═══ INFORMATION PROVIDED

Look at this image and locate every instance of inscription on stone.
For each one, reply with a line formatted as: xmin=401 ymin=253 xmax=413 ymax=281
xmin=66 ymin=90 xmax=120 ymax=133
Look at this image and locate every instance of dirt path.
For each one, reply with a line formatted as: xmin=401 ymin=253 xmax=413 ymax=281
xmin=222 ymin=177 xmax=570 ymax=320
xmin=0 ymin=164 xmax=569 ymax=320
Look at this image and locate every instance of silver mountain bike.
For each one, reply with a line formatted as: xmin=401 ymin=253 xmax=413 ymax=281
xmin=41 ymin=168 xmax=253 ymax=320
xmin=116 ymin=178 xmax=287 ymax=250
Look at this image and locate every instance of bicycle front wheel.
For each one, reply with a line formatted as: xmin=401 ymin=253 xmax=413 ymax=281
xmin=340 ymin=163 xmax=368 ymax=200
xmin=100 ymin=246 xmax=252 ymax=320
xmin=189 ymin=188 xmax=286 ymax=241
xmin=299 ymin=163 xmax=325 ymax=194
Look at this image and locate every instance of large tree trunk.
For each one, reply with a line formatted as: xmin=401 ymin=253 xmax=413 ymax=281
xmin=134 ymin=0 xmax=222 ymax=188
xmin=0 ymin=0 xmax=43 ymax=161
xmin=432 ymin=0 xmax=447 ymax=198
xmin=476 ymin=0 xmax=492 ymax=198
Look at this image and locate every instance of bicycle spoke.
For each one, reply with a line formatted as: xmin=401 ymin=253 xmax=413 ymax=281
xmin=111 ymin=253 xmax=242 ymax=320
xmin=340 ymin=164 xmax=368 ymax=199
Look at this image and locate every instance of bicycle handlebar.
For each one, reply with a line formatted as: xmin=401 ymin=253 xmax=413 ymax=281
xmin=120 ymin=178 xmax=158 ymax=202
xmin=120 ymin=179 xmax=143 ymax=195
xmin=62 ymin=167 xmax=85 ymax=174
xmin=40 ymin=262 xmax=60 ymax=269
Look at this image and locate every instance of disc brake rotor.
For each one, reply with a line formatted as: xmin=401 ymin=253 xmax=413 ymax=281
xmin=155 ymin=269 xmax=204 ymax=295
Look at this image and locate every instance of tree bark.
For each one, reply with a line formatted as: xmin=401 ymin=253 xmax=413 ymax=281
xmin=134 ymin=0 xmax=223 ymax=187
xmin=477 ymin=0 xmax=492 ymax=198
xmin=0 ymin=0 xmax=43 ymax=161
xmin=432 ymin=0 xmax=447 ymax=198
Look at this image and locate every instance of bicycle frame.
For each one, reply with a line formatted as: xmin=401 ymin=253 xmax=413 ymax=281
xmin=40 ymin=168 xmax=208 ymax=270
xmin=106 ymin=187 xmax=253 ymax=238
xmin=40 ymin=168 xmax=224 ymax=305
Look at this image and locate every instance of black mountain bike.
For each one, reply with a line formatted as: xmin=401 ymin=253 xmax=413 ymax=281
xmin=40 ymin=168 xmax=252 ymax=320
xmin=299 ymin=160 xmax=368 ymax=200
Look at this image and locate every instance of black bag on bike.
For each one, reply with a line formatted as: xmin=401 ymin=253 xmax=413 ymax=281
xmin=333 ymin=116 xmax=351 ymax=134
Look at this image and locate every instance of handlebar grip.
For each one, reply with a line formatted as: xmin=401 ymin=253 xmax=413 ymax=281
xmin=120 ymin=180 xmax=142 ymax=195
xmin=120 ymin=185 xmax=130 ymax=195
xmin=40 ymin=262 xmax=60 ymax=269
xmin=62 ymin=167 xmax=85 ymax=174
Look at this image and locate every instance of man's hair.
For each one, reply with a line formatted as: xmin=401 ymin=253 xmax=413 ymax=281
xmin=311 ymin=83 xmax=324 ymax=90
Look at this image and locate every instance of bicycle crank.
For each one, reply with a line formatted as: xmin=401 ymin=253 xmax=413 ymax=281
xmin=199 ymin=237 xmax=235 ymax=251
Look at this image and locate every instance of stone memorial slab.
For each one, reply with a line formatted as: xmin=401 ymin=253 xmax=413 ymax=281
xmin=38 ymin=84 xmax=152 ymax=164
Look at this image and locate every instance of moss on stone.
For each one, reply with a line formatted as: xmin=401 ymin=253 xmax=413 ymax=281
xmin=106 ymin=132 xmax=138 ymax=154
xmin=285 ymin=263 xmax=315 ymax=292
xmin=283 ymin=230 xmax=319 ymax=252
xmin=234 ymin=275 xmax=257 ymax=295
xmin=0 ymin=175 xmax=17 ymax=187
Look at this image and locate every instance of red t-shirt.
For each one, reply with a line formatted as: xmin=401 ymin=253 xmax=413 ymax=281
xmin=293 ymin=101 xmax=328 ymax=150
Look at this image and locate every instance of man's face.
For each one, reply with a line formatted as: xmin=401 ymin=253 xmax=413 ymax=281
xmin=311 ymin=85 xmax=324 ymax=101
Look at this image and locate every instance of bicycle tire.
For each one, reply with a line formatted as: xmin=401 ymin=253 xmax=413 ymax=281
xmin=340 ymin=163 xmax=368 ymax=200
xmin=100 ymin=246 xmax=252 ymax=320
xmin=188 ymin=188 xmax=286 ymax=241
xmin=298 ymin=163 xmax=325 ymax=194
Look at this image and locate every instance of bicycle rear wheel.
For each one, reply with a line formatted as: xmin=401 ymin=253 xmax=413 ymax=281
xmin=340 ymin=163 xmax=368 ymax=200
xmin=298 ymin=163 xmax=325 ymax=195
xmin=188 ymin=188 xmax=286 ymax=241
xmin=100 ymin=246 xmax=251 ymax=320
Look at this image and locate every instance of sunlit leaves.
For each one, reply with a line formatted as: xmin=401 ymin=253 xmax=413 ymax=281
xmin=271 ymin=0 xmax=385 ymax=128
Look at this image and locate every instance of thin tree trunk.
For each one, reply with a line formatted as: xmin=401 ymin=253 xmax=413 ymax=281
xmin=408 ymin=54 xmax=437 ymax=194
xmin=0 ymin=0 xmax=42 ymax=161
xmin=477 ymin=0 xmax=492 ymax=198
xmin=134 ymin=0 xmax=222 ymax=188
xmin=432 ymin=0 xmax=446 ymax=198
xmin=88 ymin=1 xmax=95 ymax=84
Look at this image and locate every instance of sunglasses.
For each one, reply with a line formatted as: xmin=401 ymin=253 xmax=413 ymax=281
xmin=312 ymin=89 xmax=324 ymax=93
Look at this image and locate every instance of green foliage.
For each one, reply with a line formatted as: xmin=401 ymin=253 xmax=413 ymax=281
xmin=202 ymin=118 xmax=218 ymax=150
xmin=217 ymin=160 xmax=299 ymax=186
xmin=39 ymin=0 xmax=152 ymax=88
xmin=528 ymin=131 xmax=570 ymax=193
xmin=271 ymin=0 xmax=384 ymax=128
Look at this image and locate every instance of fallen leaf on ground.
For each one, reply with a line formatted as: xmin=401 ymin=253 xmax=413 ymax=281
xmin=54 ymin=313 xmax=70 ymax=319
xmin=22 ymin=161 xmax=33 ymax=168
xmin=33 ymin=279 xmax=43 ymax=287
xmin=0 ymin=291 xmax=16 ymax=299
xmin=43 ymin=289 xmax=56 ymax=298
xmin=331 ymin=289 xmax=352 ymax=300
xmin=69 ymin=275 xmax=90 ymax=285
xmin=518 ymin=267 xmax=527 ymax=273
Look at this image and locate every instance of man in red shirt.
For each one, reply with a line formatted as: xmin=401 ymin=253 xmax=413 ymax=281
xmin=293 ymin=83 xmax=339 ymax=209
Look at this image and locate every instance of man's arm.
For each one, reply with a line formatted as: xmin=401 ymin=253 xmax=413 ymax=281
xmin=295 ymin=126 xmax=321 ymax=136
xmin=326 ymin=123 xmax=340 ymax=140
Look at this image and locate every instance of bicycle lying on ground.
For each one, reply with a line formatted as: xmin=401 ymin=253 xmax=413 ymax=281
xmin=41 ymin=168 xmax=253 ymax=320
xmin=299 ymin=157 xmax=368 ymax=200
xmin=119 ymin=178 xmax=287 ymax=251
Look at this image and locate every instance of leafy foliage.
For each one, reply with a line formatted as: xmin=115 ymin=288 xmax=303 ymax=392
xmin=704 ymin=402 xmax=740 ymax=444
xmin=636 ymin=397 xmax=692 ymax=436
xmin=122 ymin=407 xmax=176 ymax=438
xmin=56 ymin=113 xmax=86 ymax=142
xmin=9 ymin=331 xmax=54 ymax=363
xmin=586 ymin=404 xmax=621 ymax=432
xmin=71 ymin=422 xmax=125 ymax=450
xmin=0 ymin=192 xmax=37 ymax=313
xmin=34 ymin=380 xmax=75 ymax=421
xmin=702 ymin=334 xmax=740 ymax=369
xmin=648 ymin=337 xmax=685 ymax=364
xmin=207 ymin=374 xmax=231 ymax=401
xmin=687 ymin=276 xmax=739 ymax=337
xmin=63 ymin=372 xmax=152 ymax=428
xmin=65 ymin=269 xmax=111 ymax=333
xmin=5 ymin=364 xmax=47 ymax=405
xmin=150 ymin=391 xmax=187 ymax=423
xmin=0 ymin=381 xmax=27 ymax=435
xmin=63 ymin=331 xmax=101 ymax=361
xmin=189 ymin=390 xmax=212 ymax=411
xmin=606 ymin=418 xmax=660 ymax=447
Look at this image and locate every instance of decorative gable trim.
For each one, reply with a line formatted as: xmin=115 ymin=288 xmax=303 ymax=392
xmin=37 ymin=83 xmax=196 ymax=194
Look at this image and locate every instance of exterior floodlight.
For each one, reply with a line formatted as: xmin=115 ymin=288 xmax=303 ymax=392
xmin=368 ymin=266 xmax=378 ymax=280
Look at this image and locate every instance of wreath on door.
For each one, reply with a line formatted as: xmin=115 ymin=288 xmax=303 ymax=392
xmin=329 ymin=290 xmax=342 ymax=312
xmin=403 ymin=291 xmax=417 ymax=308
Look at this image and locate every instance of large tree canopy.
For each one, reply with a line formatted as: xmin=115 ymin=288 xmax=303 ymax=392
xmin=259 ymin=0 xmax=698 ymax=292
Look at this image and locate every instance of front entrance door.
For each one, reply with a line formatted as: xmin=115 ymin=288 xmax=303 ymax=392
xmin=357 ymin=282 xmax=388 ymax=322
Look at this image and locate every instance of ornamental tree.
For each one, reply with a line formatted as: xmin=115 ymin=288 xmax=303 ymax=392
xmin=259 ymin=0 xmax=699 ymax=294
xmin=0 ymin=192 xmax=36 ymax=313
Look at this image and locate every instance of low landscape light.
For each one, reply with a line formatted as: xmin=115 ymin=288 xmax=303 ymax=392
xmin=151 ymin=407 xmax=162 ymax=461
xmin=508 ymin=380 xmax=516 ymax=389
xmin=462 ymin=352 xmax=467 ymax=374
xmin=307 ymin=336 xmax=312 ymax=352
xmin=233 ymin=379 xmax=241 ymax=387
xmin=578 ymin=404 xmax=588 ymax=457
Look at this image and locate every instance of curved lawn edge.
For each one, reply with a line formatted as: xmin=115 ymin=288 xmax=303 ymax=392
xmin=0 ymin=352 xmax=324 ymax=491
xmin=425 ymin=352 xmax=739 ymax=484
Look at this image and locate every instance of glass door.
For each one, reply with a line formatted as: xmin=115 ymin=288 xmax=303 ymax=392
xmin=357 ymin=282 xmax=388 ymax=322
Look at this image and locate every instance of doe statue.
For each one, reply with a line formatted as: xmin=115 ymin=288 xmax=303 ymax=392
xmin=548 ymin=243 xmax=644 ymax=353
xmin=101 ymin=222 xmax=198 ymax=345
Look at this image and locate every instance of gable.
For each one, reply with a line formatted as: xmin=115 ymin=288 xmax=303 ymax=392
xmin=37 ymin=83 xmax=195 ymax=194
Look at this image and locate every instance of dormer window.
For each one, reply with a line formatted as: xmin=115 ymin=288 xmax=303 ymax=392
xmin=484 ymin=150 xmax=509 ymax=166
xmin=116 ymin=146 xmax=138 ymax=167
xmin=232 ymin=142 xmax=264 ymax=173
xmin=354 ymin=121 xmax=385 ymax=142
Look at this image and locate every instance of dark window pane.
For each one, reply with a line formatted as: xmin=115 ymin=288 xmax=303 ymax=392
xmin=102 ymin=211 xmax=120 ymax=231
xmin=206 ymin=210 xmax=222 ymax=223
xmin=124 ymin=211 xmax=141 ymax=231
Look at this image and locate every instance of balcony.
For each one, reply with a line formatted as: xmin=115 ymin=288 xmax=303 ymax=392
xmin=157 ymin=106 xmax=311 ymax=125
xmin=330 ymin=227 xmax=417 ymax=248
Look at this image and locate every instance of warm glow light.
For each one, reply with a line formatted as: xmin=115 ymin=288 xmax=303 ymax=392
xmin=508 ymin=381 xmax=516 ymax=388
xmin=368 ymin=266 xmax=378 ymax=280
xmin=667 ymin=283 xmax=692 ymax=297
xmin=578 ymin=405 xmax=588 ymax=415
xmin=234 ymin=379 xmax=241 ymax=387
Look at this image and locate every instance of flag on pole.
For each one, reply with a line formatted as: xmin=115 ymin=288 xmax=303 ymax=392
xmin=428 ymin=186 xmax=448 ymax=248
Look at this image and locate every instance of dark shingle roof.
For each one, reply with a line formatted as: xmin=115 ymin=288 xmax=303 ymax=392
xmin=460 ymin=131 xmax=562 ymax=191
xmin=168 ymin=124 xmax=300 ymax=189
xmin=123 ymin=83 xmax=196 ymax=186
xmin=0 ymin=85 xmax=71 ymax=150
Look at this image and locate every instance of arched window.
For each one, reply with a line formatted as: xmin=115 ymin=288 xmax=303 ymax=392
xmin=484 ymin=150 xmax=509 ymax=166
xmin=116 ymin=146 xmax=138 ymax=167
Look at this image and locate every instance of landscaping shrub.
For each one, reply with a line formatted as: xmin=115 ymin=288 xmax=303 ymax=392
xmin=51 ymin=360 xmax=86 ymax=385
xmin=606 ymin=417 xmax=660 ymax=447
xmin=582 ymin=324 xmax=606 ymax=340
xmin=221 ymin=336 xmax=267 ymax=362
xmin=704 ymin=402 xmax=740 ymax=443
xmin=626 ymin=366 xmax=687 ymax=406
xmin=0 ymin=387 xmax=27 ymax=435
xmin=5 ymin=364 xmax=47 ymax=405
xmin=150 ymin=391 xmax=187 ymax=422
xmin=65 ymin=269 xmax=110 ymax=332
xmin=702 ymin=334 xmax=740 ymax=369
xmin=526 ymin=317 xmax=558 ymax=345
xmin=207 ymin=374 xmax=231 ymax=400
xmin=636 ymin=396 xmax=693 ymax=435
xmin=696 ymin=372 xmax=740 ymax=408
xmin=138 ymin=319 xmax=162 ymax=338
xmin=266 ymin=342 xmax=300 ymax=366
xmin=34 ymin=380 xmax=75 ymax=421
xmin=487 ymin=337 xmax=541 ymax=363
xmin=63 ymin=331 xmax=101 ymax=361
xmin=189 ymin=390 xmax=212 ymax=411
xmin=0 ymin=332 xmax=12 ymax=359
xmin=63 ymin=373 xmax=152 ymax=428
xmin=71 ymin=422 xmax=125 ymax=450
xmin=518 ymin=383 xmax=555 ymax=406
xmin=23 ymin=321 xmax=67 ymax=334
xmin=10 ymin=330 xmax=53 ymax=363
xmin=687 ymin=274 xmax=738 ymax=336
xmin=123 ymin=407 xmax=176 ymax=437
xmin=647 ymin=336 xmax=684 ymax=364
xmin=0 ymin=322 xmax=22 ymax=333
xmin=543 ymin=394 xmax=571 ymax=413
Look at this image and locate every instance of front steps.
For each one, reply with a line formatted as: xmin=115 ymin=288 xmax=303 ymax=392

══════

WORK TASK
Find the string "foliage" in the listing and copy every line in which it occurs.

TASK SOLUTION
Look at this image and locate every instance of green foliage.
Look at this image and locate every instance of leafy foliage.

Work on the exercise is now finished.